[INSTRUCTIONS FOR THE TASK]
Echo word for word the stretch of the records below, from their very start through the line that contains "Task: locate blue", and nothing else.

[DATASET EXTRACT]
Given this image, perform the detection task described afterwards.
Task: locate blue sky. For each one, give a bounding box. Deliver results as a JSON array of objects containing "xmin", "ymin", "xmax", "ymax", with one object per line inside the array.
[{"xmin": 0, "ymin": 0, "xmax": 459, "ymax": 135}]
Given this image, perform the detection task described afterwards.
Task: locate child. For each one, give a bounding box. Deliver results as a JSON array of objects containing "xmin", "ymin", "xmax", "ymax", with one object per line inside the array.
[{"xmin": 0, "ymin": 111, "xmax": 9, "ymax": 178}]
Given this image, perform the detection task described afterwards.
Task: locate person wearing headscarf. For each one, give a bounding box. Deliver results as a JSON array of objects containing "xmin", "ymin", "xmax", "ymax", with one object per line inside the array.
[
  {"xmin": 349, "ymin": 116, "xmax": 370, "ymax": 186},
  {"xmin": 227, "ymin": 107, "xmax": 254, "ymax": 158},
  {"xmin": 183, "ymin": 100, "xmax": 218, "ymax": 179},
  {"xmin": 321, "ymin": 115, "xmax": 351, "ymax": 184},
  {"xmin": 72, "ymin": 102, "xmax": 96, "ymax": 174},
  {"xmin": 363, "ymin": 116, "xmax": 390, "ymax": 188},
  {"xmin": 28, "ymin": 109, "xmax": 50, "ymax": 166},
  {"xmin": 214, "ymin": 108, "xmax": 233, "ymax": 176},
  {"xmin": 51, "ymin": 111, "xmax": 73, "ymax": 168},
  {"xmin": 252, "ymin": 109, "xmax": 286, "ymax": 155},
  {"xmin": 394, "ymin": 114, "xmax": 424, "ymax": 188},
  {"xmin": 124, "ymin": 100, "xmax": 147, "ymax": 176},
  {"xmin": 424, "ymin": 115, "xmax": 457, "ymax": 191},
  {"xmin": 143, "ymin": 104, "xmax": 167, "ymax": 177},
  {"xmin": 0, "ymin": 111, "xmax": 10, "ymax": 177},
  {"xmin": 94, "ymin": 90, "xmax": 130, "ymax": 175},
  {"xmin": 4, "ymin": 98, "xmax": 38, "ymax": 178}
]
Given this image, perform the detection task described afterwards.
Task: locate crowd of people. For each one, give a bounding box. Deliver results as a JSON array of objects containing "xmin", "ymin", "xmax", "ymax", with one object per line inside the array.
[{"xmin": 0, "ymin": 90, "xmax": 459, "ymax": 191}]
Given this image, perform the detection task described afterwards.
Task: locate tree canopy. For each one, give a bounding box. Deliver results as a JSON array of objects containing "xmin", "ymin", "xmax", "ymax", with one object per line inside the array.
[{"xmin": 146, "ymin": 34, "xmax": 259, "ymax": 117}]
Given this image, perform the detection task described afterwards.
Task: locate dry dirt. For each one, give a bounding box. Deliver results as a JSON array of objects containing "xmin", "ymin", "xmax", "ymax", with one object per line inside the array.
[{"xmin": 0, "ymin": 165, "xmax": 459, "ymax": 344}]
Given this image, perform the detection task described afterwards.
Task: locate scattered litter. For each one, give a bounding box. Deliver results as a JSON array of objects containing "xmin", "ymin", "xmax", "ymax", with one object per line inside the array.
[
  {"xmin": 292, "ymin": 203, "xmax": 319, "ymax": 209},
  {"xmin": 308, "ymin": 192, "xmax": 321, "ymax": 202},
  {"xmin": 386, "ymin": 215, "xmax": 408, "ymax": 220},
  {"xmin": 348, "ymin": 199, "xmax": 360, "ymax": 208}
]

[ANSWER FOR THIS EXERCISE]
Given this image, perform the detection task described afterwards.
Task: locate blue sky. For each one, give a bounding box. Deliver results as a JSON array of objects containing "xmin", "ymin", "xmax", "ymax", with one object per line inside the array.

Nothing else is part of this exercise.